BEGIN LISTED RECORDS

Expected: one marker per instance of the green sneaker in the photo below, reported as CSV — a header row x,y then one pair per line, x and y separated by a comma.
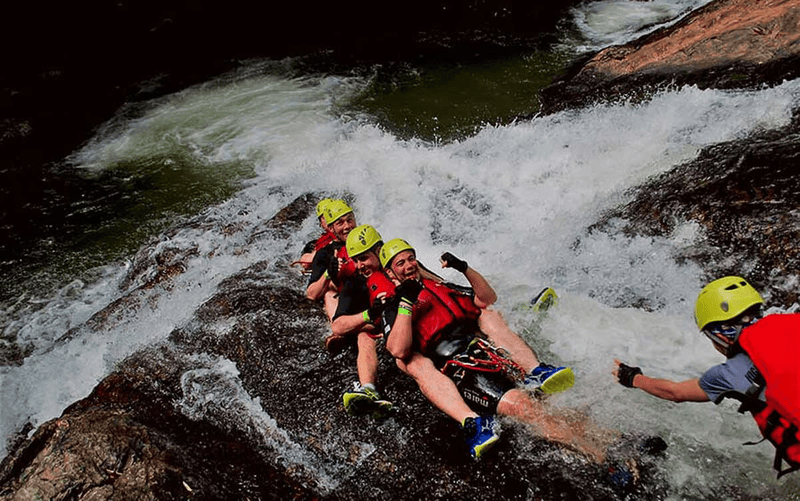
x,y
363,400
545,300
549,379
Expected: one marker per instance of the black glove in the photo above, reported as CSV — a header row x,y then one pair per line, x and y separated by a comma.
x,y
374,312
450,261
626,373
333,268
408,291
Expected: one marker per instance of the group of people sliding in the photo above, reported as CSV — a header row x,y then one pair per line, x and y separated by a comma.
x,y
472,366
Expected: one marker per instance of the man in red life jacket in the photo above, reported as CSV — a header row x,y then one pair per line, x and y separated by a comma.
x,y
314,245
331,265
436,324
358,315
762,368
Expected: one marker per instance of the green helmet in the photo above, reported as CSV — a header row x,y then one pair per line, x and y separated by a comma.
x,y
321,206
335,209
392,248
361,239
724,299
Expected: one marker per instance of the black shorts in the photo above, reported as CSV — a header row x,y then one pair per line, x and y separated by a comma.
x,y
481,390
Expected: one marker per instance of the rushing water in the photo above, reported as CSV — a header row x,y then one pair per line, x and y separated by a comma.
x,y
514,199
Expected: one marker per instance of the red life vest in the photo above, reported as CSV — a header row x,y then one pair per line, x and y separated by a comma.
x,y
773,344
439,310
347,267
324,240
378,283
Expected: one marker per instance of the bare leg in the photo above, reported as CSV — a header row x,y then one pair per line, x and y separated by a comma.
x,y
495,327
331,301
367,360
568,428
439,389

END LISTED RECORDS

TO DO
Repeat only the lines from the one holding "Expected: one marker per instance of the rushing" through the last line of the data.

ANSWER BELOW
Expected: one marker per instance of the rushing water in the photo above, reported as CSV — a header row x,y then one pair per line, x and y separated by a comma.
x,y
514,199
Expected: one marker per instance of the red life vest in the photo above, reported as CSV — a header row x,y then one pair per line, x and y separated by a comma.
x,y
773,344
439,310
347,267
324,240
378,283
Expected: one marker per instance of the bare leg in the photo above, reported as CSV — a header row x,y then one pair per line, x and y separated by a comma.
x,y
495,327
331,301
367,360
568,428
439,389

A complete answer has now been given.